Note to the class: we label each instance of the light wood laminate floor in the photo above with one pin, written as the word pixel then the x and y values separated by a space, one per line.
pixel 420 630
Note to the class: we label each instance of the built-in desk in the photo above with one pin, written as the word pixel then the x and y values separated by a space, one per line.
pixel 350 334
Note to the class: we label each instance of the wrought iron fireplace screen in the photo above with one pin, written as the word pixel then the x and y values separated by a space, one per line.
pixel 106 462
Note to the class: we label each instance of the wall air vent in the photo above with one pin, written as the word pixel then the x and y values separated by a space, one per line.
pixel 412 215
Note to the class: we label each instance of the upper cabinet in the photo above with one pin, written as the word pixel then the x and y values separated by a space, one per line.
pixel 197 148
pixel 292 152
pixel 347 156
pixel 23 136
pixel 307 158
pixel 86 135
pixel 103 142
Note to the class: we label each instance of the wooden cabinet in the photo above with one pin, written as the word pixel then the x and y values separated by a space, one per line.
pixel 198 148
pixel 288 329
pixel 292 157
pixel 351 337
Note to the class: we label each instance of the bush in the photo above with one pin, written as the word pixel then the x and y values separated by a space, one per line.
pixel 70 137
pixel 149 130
□ □ □
## Work order
Set the entries above down again, each one exactly as written.

## Response to this task
Note to the class: we label each instance of the light wood laminate floor in the photo above with one pin, written as the word pixel then the x and y values separated by a space, one per line.
pixel 420 630
Note to the class: we label each instance of the built-in desk in the photo above with one pin, written as the word pixel then the x and y values separated by a space, one per line.
pixel 350 334
Note to the class: we label each instance of the wrought iron fireplace screen in the photo above with one pin, written as the word pixel then the x and y values separated by a space, one per line.
pixel 106 462
Note to the class: we label each instance of the wall air vent in the photo above with one pin, written as the word pixel then the x and y values separated by a space, one per line.
pixel 412 215
Note to the class: we label each instance of the upper cabinet in the photo above with one pin, written as the word pixel then the x and y values separated by a space, one per line.
pixel 197 148
pixel 292 152
pixel 347 156
pixel 23 136
pixel 307 158
pixel 86 135
pixel 103 142
Note to the class: we label each instance of the wooden cabinet in the photo above with one pin, written as the word pixel then the x and y values separated by a space, one per line.
pixel 198 148
pixel 288 329
pixel 292 157
pixel 351 337
Note to the class: we label each instance of the bush in the photo above with one pin, written as the word pixel then the x and y values separated by a space, one per line.
pixel 70 137
pixel 149 130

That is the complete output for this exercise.